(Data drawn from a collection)
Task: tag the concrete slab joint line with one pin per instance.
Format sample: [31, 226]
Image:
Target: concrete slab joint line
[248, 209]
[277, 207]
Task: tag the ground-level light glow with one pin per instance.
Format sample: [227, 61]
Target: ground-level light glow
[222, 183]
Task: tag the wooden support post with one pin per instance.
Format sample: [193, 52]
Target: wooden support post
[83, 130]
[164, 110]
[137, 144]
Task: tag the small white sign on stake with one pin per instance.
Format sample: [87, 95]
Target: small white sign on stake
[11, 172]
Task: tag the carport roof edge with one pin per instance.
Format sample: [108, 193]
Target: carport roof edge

Work to complete >>
Reproduce all of the data above verbatim, keeping every line in its original order.

Final result >>
Task: tag the concrete slab joint line with one pin per instance.
Format sample: [31, 226]
Image:
Target: concrete slab joint line
[248, 209]
[277, 207]
Task: tag the ground-level light glow with one pin per instance.
Format sample: [227, 61]
Target: ground-level light glow
[222, 183]
Task: tag the wooden support post with one pin per instance.
Format sample: [193, 52]
Target: wooden support post
[83, 130]
[164, 110]
[137, 144]
Task: tag the small white sign on stake with one pin per instance.
Format sample: [87, 95]
Target: small white sign on stake
[11, 172]
Task: tag the carport roof edge with one pin per instance.
Format sample: [108, 193]
Target: carport roof edge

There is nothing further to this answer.